• **RECORD LIST**:
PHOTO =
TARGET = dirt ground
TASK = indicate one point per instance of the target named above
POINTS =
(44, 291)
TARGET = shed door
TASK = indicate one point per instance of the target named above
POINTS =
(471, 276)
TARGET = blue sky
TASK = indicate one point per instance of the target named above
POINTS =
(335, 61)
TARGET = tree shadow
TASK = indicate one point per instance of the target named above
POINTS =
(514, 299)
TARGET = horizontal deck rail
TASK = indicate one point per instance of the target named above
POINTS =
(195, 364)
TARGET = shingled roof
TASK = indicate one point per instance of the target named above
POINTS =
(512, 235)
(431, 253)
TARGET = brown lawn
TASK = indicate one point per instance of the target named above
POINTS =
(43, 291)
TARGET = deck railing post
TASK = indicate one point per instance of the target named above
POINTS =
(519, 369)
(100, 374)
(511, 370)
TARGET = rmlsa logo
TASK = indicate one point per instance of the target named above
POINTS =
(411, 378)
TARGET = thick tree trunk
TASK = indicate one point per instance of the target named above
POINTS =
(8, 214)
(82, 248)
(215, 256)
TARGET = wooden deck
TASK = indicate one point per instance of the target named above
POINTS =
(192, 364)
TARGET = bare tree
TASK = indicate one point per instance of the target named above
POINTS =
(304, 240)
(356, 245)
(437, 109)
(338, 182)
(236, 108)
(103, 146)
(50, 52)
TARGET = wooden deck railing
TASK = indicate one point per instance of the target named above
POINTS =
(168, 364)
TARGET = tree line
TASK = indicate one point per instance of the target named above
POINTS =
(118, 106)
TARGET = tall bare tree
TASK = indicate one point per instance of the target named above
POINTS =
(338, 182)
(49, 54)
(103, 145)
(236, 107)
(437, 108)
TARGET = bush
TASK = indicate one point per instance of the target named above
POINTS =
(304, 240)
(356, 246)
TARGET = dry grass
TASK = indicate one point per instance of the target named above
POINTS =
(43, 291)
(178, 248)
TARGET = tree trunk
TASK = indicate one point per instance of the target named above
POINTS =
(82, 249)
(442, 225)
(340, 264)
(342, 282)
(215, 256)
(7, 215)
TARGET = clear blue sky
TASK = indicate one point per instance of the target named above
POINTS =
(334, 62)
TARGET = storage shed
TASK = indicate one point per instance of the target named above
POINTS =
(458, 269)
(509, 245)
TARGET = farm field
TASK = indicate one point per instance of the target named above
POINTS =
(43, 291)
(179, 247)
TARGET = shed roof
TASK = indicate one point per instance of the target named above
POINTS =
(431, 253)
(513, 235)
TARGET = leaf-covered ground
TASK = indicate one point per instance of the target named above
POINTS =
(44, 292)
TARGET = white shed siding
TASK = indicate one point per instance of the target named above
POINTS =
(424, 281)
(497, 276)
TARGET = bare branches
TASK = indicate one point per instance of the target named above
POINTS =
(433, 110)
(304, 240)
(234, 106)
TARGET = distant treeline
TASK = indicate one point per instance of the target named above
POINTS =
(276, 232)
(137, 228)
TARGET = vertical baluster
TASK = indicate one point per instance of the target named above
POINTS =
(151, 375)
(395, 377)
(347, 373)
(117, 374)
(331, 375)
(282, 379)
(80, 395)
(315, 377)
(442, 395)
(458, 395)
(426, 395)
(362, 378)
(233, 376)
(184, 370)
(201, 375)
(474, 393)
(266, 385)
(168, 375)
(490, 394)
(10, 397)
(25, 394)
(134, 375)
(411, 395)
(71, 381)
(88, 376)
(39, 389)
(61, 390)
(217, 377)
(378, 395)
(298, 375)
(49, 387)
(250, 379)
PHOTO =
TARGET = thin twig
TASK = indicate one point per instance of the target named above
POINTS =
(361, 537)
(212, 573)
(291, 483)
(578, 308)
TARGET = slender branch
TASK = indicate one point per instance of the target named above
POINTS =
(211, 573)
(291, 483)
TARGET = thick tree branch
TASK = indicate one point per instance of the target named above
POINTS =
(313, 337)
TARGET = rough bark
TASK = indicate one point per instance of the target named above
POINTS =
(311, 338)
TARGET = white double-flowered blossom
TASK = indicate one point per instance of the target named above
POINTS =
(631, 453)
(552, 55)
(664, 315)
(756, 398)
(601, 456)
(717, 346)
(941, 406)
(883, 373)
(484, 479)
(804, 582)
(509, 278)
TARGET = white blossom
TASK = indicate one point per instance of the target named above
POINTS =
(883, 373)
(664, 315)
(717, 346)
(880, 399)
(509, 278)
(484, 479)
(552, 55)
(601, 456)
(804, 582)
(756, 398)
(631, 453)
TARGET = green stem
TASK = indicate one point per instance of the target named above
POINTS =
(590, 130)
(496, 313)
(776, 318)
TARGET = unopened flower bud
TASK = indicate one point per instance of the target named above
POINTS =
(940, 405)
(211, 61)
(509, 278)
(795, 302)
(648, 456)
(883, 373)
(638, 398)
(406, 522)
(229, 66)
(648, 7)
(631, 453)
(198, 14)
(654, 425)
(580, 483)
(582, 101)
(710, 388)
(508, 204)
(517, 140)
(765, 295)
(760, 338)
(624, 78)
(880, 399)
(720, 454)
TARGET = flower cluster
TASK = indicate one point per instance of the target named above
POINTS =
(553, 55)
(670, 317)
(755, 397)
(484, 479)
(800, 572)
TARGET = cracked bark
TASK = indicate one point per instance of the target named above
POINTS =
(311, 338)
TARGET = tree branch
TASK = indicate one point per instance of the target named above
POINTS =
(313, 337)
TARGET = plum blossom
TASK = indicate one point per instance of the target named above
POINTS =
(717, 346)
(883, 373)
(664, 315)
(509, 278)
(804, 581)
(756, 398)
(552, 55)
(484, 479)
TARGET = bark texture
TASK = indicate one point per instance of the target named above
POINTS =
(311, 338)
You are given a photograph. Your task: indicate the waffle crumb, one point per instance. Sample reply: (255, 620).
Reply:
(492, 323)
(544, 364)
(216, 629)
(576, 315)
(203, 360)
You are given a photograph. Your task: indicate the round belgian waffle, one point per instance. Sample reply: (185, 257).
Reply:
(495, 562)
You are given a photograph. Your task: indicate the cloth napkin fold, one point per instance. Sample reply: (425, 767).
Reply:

* * *

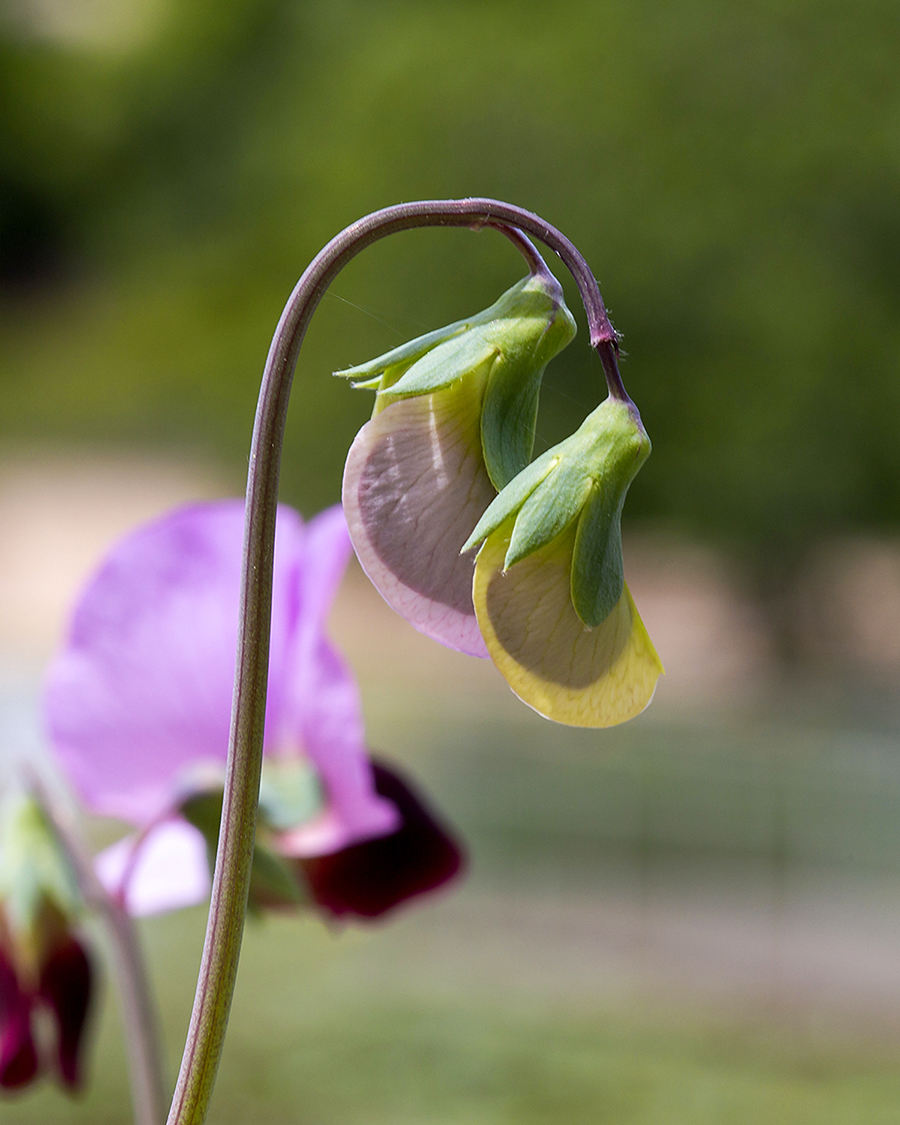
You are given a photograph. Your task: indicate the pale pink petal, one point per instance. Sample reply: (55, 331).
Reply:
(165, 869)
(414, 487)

• **EXERCISE DESCRIPTION**: List every line of the rows above that contains the string "bare", matching case exactly.

• **RESULT BELOW**:
TARGET = bare tree
TARGET = tall bare tree
TARGET = bare branches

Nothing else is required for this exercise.